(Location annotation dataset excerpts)
+ + + + +
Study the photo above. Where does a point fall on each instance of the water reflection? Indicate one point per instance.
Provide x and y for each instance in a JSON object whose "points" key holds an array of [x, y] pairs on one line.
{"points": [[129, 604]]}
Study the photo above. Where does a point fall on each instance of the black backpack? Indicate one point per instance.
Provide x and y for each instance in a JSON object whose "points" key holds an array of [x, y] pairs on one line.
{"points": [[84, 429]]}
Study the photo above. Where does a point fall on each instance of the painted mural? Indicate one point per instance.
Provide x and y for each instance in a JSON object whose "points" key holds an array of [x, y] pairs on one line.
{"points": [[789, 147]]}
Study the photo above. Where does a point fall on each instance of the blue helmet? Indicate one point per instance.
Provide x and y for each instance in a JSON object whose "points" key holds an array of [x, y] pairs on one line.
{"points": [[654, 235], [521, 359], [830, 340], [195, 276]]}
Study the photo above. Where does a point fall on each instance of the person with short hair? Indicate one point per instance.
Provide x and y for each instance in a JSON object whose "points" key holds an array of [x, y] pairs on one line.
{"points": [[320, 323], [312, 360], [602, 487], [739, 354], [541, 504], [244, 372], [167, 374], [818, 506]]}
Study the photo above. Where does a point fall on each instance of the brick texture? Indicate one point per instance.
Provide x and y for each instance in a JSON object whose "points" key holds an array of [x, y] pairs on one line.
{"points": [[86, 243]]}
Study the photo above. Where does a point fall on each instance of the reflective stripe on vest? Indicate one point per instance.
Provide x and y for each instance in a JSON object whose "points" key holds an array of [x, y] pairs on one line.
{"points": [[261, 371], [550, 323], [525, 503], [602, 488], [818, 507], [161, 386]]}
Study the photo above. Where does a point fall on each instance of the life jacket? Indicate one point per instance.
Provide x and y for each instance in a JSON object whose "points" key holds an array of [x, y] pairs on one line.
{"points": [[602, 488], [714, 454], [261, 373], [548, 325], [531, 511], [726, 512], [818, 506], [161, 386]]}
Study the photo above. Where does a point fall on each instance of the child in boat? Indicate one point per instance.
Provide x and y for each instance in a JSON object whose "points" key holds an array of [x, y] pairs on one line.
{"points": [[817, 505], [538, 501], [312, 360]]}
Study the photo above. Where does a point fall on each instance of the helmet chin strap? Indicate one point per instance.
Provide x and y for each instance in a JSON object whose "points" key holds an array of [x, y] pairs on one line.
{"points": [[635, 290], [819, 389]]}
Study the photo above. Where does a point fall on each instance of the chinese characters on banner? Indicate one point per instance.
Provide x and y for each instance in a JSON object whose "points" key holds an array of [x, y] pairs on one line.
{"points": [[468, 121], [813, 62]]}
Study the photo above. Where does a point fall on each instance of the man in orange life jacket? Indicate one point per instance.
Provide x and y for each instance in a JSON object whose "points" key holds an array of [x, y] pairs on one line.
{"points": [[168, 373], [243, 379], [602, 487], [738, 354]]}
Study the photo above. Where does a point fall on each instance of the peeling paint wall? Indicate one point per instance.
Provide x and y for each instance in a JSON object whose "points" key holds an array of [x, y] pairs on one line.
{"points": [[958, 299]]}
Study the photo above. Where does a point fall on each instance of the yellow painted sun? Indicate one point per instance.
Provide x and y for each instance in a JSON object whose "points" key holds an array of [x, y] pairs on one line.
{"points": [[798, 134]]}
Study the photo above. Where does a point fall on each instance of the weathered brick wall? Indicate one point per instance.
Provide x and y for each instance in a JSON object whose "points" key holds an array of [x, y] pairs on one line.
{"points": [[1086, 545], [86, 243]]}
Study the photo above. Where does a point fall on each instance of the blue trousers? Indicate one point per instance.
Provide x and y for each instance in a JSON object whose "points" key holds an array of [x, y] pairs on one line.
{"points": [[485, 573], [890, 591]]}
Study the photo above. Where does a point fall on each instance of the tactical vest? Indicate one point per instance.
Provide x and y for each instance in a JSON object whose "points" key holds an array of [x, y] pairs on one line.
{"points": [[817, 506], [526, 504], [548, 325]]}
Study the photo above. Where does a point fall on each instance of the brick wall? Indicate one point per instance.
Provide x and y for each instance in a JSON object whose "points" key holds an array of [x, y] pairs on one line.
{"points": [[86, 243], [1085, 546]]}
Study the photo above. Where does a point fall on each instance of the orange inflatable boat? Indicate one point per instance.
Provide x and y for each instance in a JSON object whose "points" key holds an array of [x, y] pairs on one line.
+ + + + +
### [Job]
Rewrite the items from the line containing "the brick wall? Indicate one point per instance." through the end of the items, with both ends included and the requests kept as they are. Multiply every coordinate in the answers by 2.25, rounding each to a whole number with halves rounded up.

### [Exercise result]
Study the photo above. Where does a point fall on each instance of the brick wall? Indicate one point per instance.
Provide x and y for each instance in a JSON object whose "points" key holds an array of [x, y] pairs on one line.
{"points": [[194, 547], [2441, 1229]]}
Study the photo above. Where does a point fall on each instance of the orange inflatable boat? Indicate one point per instance.
Provide x and y for each instance in a JSON object whose "points" key holds an array of [x, y] pairs on one line.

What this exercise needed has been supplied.